Jedoch kann nicht nur allein eine Verunsicherung der Bevölkerung als generelle Erklärung für die geringe Anzahl von Organtransplantationen in deutschen Kliniken herangezogen werden. Häufig liegt der Haken auch in den Kliniken selbst, wo das Engagement für Organspende im Verhältnis zu anderen Aufgaben leider oft nicht in gleichem Maße wertgeschätzt wird. Das heißt auch finanziell ist das Engagement für Organspende für Krankenhäuser nicht besonders rentabel und – so absurd das auch klingt – eher negativ für deren öffentlichen Ruf. Das heißt, eine der großen Herausforderungen liegt vor allem darin, in den Kliniken zu motivieren und die Bereitschaft zum Einsatz für Organspende auch dort zu fördern. Ein Anfang könnte in einer verbesserten Meldepraxis potentieller Spender durch die Krankenhäuser liegen. Anders als etwa in den USA ist die deutsche Gesetzgebung hier nicht konkret genug. Die Folge ist, dass Krankenhäuser im Moment potentielle Spender noch nicht immer melden. Die Deutsche Stiftung Organtransplantation (DSO) setzt sich deshalb beim Bundesministerium für Gesundheit dafür ein, Initiativen für mehr Klarheit in den Meldeprozessen anzustoßen. Auch ich halte diese Vorschläge für sinnvoll und werde mich ebenfalls im Gesundheitsministerium dafür aussprechen.

** Bereitgestellte Daten **

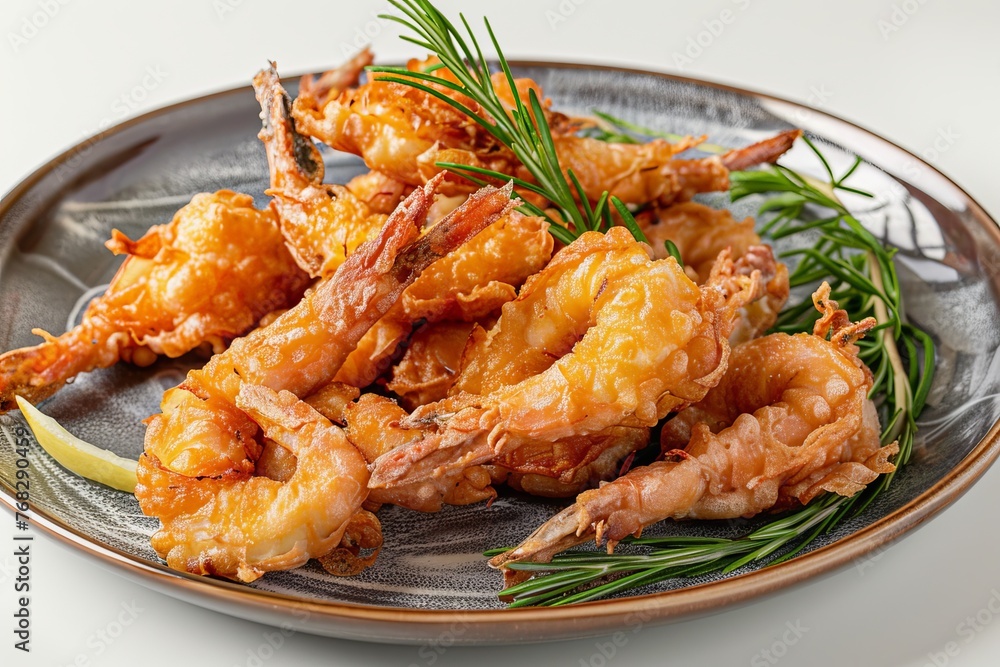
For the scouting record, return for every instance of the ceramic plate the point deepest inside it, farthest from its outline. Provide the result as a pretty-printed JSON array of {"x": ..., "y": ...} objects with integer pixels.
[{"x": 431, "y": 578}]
--
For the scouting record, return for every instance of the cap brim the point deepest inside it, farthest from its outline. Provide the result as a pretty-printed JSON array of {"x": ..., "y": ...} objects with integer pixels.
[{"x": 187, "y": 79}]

** Aufgabe **
Wofür setzt sich die Deutsche Stiftung Organtransplantation laut dem Text zur Organspende beim Bundesministerium für Gesundheit ein?

** Antwort **
Sie setzt sich dafür ein, Initiativen für mehr Klarheit in den Meldeprozessen anzustoßen.